[START OF Passage]

AMY GOODMAN: We end today’s show on Nelson Mandela, turning to the anti-apartheid activist Ahmed Kathrada, who was imprisoned at Robben Island with Mandela. He was imprisoned with Mandela for 26 years. He spoke at Sunday’s funeral.

AHMED KATHRADA: Today, mingled with our grief is the enormous pride that one of our own has, during his lifetime, and now in your death, united the people of South Africa and the entire world on a scale never before experienced in history. Remarkably, in these few last days, the masses of our people, from whatever walk of life, have demonstrated how very connected they feel to you and how the story of your life is their story and how their story is yours. Madala, you have captured this relationship beautifully on the occasion of the death of our father, Comrade Walter Sisulu: quote, “We shared the joy of the living, and the pain. Together, we shared ideas, forged common commitments. We walked side by side through the valley of death, nursing each other’s bruises, holding each other up when our steps faltered. Together, we savored the taste of freedom,” unquote.

AMY GOODMAN: Ahmed Kathrada, speaking at Nelson Mandela’s funeral on Sunday.

We’re joined now by journalist David Goodman, author of the book Fault Lines: Journeys into the New South Africa, who was with Nelson Mandela, visited his final prison and also went to Qunu, where President Mandela was finally laid to rest on Sunday. David also happens to be my brother.

Welcome, David. Your thoughts today on Nelson Mandela’s passing and where he was buried, in Qunu?

DAVID GOODMAN: Well, it’s a remarkable journey, and it’s been remarkable to see these images all week. I was in South Africa writing Fault Lines and covering Mandela and the Truth Commission back in 1996, and there’s an interesting connection between his last prison, that I visited with Mandela, and Qunu, where he was buried yesterday. He modeled the home that he built in Qunu on his last cell, which was actually a little cottage on the grounds of what was then a maximum security prison, of Victor Verster Prison, outside of Cape Town.

Qunu was also in the heart of a former apartheid Bantustan, or homeland, called the Transkei, which when I was in South Africa at the height of apartheid in the ’80s was—had actually been declared an independent country by South Africa, populated only by black South Africans. It was a way of dispossessing blacks of citizenship in their home country. And it had all the trappings of a country. I had to pass through border posts, had my passport stamped, and there was a Transkei defense force. And it—this so-called independent homeland, which no one recognized except South Africa, actually existed until Mandela became president in 1994.

AMY GOODMAN: Talk about that visit you made to Victor Verster Prison, how you ended up there with Nelson Mandela.

DAVID GOODMAN: I received a phone call one day in 1996 when I was in South Africa and covering the Truth Commission and Mandela, and it was from President Mandela’s press aide, asking me if I would like to go to jail with Nelson Mandela. I was a little stunned by the question, and it took me a second to figure out what was going on. And she was inviting me to return with Mandela to the last of three prisons that he—he spent 27 years in prison, as we know. The last two years were in Victor Verster Prison.

[END OF Passage]

● Written exercise A
According to the transcript, on what did Mandela model the home he built in Qunu?
● Written exercise B
State whether each statement agrees with the transcript: (i) Ahmed Kathrada was imprisoned with Mandela for 26 years; (ii) the Transkei was recognized as independent by many countries; (iii) Mandela spent his last three years of imprisonment in Victor Verster Prison.

[START OF Record set]

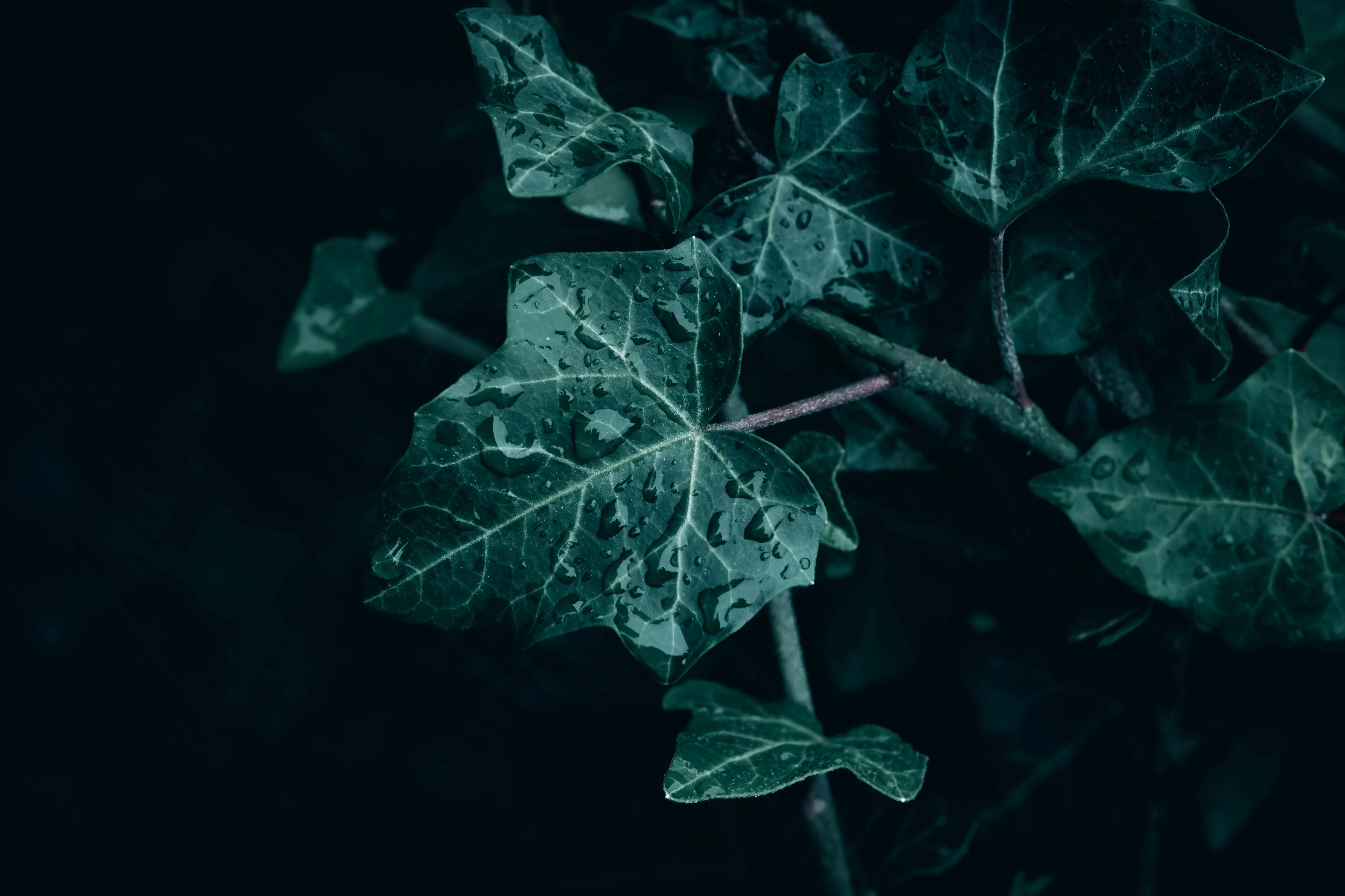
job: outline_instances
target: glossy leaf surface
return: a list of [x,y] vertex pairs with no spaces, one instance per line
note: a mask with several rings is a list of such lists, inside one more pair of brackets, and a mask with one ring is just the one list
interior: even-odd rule
[[741,283],[745,336],[815,300],[866,314],[939,297],[921,206],[893,180],[881,133],[896,64],[874,52],[795,59],[780,82],[779,171],[720,195],[687,224]]
[[510,269],[503,347],[416,414],[369,603],[529,643],[609,626],[681,677],[812,582],[826,508],[779,447],[705,433],[742,352],[740,292],[695,239]]
[[276,369],[301,371],[401,336],[420,312],[420,298],[389,292],[378,277],[378,250],[387,238],[339,236],[313,246],[308,283],[280,340]]
[[765,48],[765,19],[742,17],[733,12],[733,4],[707,0],[670,0],[631,15],[695,43],[718,90],[746,99],[771,91],[775,62]]
[[650,109],[613,110],[546,19],[495,9],[464,9],[457,19],[511,193],[564,196],[613,165],[636,163],[663,184],[672,226],[682,222],[691,201],[690,136]]
[[924,783],[927,758],[878,725],[826,737],[799,704],[763,703],[713,681],[670,689],[663,708],[691,711],[663,778],[663,793],[675,802],[761,797],[835,768],[901,802]]
[[827,524],[822,529],[822,544],[835,551],[854,551],[859,547],[859,531],[841,497],[837,470],[845,462],[845,449],[824,433],[799,433],[784,446],[784,453],[798,463],[812,481],[822,502],[827,506]]
[[1345,392],[1284,352],[1219,402],[1110,433],[1032,489],[1141,594],[1235,646],[1345,637]]
[[1158,0],[962,0],[907,58],[893,109],[921,179],[999,230],[1081,180],[1223,183],[1321,81]]
[[[1197,336],[1217,375],[1232,357],[1219,308],[1228,215],[1210,192],[1149,196],[1118,184],[1072,189],[1007,234],[1006,301],[1024,355],[1071,355],[1120,332]],[[1180,313],[1174,314],[1173,312]],[[1188,328],[1189,325],[1189,328]]]

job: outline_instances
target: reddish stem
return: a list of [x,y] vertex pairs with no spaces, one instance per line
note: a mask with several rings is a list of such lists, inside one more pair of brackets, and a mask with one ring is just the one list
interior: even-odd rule
[[726,423],[712,423],[710,426],[706,426],[705,430],[707,433],[718,433],[724,430],[748,433],[751,430],[760,430],[767,426],[784,423],[785,420],[792,420],[799,416],[816,414],[818,411],[824,411],[829,407],[837,407],[838,404],[849,404],[850,402],[858,402],[861,398],[869,398],[870,395],[877,395],[878,392],[889,390],[893,386],[901,386],[900,372],[878,373],[877,376],[870,376],[869,379],[859,380],[858,383],[850,383],[849,386],[842,386],[838,390],[831,390],[830,392],[823,392],[822,395],[814,395],[812,398],[806,398],[802,402],[791,402],[790,404],[783,404],[769,411],[761,411],[760,414],[749,414],[748,416],[744,416],[741,420],[729,420]]
[[995,332],[999,334],[999,357],[1005,363],[1005,372],[1013,379],[1018,406],[1028,411],[1032,410],[1032,399],[1022,382],[1018,349],[1013,344],[1013,326],[1009,324],[1009,301],[1005,298],[1005,230],[1007,224],[990,238],[990,304],[995,314]]

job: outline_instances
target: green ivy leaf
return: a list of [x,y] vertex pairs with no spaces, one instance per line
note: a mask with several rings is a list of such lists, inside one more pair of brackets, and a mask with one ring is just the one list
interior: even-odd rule
[[724,93],[759,99],[771,91],[775,62],[765,48],[765,19],[740,17],[732,4],[707,0],[670,0],[631,15],[697,44],[709,81]]
[[1345,230],[1322,224],[1303,231],[1303,243],[1336,289],[1345,289]]
[[907,58],[900,144],[991,230],[1071,183],[1228,180],[1322,77],[1158,0],[962,0]]
[[859,531],[845,506],[837,470],[845,461],[845,449],[824,433],[799,433],[784,446],[784,453],[798,463],[827,506],[827,524],[822,528],[822,544],[835,551],[854,551],[859,547]]
[[[1235,298],[1237,313],[1243,320],[1266,333],[1275,348],[1284,351],[1294,344],[1294,337],[1307,322],[1307,314],[1293,308],[1252,296],[1237,296],[1224,287],[1224,294]],[[1322,373],[1341,388],[1345,388],[1345,326],[1336,321],[1322,321],[1313,337],[1307,340],[1306,351],[1310,360]]]
[[763,703],[713,681],[670,689],[663,708],[691,711],[663,776],[663,794],[674,802],[761,797],[835,768],[901,802],[924,783],[928,759],[878,725],[826,737],[799,704]]
[[313,246],[308,283],[280,340],[276,369],[301,371],[401,336],[420,312],[420,298],[389,292],[378,277],[378,251],[389,238],[338,236]]
[[510,269],[508,337],[416,414],[369,603],[527,643],[608,626],[674,681],[812,582],[822,498],[781,451],[702,427],[737,382],[741,293],[697,239]]
[[1110,433],[1032,489],[1141,594],[1235,646],[1345,638],[1345,392],[1298,352]]
[[1189,343],[1182,336],[1193,328],[1194,351],[1217,376],[1232,359],[1219,308],[1228,214],[1208,191],[1149,193],[1153,203],[1137,203],[1137,192],[1072,189],[1009,231],[1005,298],[1018,351],[1072,355],[1131,328]]
[[845,466],[862,473],[929,470],[924,451],[911,445],[912,429],[874,399],[850,402],[831,410],[845,431]]
[[742,285],[745,336],[814,300],[869,314],[939,297],[942,265],[881,136],[894,81],[884,54],[795,59],[780,82],[780,169],[720,195],[687,224]]
[[691,137],[650,109],[613,110],[593,73],[572,62],[541,16],[464,9],[508,191],[564,196],[621,163],[662,183],[672,227],[691,204]]

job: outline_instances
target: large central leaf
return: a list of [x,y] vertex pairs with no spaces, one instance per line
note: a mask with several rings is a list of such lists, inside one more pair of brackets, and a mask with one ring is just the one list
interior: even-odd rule
[[706,433],[741,293],[707,247],[510,269],[508,339],[416,414],[370,603],[529,643],[609,626],[660,681],[812,582],[826,508],[780,449]]
[[893,107],[921,177],[999,230],[1092,177],[1223,183],[1321,82],[1158,0],[962,0],[907,58]]
[[718,196],[687,224],[738,278],[745,336],[814,300],[868,314],[939,297],[942,266],[881,134],[896,64],[880,52],[795,59],[780,82],[780,171]]
[[495,9],[464,9],[457,19],[511,193],[564,196],[632,161],[663,184],[668,222],[682,222],[691,204],[690,136],[656,111],[607,105],[593,73],[565,55],[546,19]]
[[1114,575],[1236,646],[1345,638],[1345,392],[1298,352],[1110,433],[1032,489]]

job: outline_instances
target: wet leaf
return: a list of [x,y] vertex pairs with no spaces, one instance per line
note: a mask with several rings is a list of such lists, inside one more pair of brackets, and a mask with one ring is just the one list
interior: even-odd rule
[[1345,637],[1345,392],[1298,352],[1100,438],[1032,489],[1112,575],[1235,646]]
[[705,433],[738,375],[741,297],[697,239],[510,269],[503,347],[416,414],[369,603],[525,642],[608,626],[674,681],[812,582],[826,506],[780,449]]
[[[1228,287],[1224,294],[1233,294]],[[1248,324],[1266,333],[1275,348],[1284,351],[1294,344],[1298,332],[1307,322],[1307,314],[1293,308],[1252,296],[1237,296],[1237,313]],[[1333,383],[1345,388],[1345,326],[1333,320],[1322,321],[1303,352]]]
[[694,43],[706,81],[724,93],[757,99],[771,91],[775,62],[767,52],[765,19],[740,17],[732,4],[706,0],[670,0],[631,15]]
[[572,62],[541,16],[464,9],[476,74],[504,165],[519,197],[564,196],[621,163],[636,163],[667,193],[668,222],[691,201],[691,137],[650,109],[613,110],[593,73]]
[[893,109],[921,179],[999,230],[1081,180],[1220,184],[1321,82],[1158,0],[962,0],[920,36]]
[[939,297],[924,207],[894,180],[880,109],[892,56],[799,56],[780,82],[780,169],[713,199],[686,227],[742,285],[744,334],[827,300],[869,314]]
[[401,336],[420,298],[389,292],[378,277],[378,250],[390,240],[339,236],[313,246],[308,283],[280,340],[276,369],[301,371]]
[[827,506],[827,524],[822,529],[822,544],[835,551],[854,551],[859,547],[859,531],[845,508],[837,470],[845,461],[845,449],[824,433],[799,433],[784,446],[784,453],[798,463],[822,496]]
[[1013,226],[1005,287],[1020,352],[1072,355],[1142,329],[1190,344],[1210,376],[1228,365],[1232,341],[1219,308],[1229,232],[1223,204],[1212,192],[1142,197],[1120,184],[1089,184]]
[[675,802],[761,797],[835,768],[901,802],[924,783],[925,756],[878,725],[826,737],[799,704],[763,703],[713,681],[670,689],[663,708],[691,711],[663,778],[663,793]]

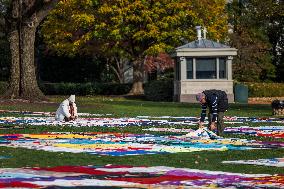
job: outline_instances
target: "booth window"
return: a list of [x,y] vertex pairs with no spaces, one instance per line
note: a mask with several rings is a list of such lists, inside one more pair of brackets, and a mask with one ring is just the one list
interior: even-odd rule
[[196,59],[196,79],[217,79],[216,58]]
[[227,72],[226,72],[226,59],[225,58],[219,58],[219,79],[226,79],[227,78]]
[[192,58],[186,59],[186,79],[193,79],[193,61],[192,61]]

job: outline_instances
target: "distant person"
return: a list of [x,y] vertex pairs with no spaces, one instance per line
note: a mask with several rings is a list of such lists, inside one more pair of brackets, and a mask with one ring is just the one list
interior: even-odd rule
[[58,107],[55,115],[56,121],[73,121],[78,117],[75,95],[65,99]]
[[199,127],[203,127],[206,117],[206,109],[209,108],[208,113],[208,129],[213,131],[217,129],[217,135],[223,135],[224,126],[224,112],[228,110],[228,97],[226,92],[221,90],[205,90],[196,95],[196,100],[201,103],[202,111],[199,120]]

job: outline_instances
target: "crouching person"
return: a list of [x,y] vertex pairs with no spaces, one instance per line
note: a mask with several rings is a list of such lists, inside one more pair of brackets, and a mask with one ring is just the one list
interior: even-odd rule
[[227,94],[221,90],[205,90],[196,95],[196,100],[201,103],[202,107],[199,127],[203,127],[206,109],[208,107],[208,129],[211,131],[217,129],[217,135],[223,135],[225,129],[223,121],[224,112],[226,112],[229,107]]
[[72,121],[78,118],[75,95],[65,99],[58,107],[55,115],[56,121]]

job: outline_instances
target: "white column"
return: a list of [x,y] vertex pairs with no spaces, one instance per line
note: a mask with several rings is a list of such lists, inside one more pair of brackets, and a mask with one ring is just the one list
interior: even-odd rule
[[228,74],[228,80],[233,79],[233,74],[232,74],[232,61],[233,61],[233,56],[228,56],[227,58],[227,74]]
[[193,79],[196,79],[196,58],[192,58],[192,73]]
[[185,57],[180,57],[180,80],[186,80],[186,59]]
[[216,76],[217,76],[217,79],[220,79],[220,75],[219,75],[219,58],[216,58]]

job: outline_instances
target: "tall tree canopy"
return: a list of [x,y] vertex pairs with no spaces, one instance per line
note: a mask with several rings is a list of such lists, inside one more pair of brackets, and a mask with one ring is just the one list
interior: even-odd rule
[[[44,99],[35,74],[34,41],[36,28],[58,0],[6,1],[4,28],[11,53],[8,98]],[[4,9],[2,9],[4,10]]]
[[[229,3],[234,27],[232,45],[239,49],[234,76],[239,81],[275,80],[283,65],[282,0],[234,0]],[[281,61],[282,59],[282,61]],[[284,68],[284,65],[283,65]]]
[[58,53],[123,54],[133,65],[131,92],[142,94],[145,56],[193,40],[196,25],[211,39],[225,39],[224,8],[225,0],[70,0],[58,4],[42,32]]

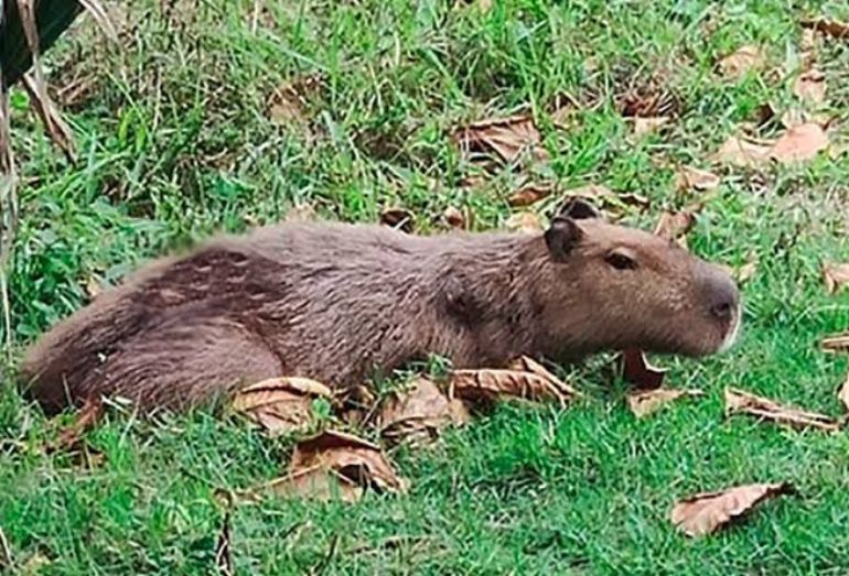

[END OF Record set]

● Exercise output A
On his last cell, which was a little cottage on the grounds of Victor Verster Prison, outside Cape Town.

● Exercise output B
(i) Yes: "He was imprisoned with Mandela for 26 years."
(ii) No: "which no one recognized except South Africa"
(iii) No: "The last two years were in Victor Verster Prison."